__Exercise__:
Copy the listing word for word, from its first line through the line containing "0,334 -> 31,423", with both ends included.

(Extracts from a box-labeled dataset)
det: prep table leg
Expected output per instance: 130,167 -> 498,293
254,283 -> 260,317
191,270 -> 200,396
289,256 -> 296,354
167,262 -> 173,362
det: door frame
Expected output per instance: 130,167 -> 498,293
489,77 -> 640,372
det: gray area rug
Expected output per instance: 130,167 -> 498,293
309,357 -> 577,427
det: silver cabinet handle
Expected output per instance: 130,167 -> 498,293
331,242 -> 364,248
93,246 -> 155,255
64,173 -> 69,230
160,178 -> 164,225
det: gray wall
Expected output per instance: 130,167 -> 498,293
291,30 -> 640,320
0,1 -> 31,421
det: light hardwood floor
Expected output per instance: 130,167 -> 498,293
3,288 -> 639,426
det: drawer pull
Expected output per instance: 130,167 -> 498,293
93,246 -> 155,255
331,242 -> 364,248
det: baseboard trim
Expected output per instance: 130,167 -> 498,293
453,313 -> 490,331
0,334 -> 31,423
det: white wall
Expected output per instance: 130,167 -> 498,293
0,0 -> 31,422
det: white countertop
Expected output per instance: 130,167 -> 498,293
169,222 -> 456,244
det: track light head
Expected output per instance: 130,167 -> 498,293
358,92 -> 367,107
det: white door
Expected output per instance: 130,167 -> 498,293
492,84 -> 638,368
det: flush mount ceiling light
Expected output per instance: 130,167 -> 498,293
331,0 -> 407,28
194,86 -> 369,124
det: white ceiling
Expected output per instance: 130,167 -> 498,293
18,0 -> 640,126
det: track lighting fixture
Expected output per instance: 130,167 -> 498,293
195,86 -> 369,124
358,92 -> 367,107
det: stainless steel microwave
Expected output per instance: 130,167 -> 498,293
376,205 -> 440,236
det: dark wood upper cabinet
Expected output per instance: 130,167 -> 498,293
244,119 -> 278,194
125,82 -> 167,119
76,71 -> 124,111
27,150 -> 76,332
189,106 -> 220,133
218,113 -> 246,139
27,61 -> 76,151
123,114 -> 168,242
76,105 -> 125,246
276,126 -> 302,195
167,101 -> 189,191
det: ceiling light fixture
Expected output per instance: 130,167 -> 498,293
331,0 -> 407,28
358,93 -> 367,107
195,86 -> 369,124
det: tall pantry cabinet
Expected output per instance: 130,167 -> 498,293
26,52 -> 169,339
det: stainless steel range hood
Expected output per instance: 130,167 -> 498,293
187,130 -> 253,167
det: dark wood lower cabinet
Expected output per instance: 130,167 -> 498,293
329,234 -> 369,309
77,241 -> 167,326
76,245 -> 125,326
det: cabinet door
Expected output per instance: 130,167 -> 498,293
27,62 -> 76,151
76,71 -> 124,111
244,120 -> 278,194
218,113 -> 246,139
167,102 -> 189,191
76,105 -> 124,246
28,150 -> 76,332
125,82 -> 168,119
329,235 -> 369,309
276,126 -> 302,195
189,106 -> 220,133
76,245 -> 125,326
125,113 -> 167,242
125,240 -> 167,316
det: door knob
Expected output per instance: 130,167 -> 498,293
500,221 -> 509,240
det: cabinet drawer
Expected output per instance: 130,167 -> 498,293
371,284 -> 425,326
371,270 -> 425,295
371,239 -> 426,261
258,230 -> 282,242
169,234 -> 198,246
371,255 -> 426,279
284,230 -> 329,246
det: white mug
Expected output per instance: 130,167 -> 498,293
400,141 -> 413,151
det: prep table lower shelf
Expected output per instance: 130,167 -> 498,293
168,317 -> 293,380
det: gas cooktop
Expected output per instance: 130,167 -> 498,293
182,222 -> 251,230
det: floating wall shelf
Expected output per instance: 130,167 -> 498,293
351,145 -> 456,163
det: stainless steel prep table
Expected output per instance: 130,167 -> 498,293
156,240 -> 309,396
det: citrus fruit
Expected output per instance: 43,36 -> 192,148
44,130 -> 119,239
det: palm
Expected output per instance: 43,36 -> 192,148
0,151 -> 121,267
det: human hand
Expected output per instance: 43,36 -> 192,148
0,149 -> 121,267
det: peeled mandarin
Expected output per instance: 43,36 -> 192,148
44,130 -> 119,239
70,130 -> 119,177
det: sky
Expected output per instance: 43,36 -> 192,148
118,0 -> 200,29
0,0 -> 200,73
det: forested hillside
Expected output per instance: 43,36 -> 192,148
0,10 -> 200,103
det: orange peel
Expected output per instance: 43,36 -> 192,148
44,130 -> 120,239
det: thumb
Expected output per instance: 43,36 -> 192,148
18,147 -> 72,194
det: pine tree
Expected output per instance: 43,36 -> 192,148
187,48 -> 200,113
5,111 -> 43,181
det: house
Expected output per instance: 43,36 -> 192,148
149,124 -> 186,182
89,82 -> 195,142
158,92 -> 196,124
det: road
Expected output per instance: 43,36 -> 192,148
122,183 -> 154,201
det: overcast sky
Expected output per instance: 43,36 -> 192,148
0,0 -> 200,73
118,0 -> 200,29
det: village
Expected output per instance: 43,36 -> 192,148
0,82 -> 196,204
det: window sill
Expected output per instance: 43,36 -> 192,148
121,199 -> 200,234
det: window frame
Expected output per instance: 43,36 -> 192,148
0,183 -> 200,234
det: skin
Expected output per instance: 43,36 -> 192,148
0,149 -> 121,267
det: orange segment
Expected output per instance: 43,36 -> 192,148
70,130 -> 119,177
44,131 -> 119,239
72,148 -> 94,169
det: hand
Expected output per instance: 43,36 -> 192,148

__Response to this exercise__:
det: prep table leg
Expected output per instance: 130,167 -> 498,293
254,283 -> 260,317
191,270 -> 200,396
289,256 -> 296,354
167,262 -> 173,362
det: door frame
Expected output per instance: 130,167 -> 498,293
489,77 -> 640,372
det: gray area rug
Expected output per instance: 130,167 -> 498,293
309,357 -> 577,427
det: silver cabinet handle
Expected output per instance: 130,167 -> 498,293
331,242 -> 364,248
93,246 -> 155,255
64,173 -> 69,230
160,178 -> 164,225
det: gray wall
Expected output per instance: 130,167 -> 498,293
291,30 -> 640,320
0,1 -> 31,421
det: light hardwood floor
Expected output per instance: 130,167 -> 498,293
3,288 -> 639,426
det: drawer pull
Expected output per instance: 130,167 -> 498,293
93,246 -> 155,255
331,242 -> 364,248
det: baseboard trim
Expected output per instance: 130,167 -> 498,293
453,313 -> 490,331
0,334 -> 31,423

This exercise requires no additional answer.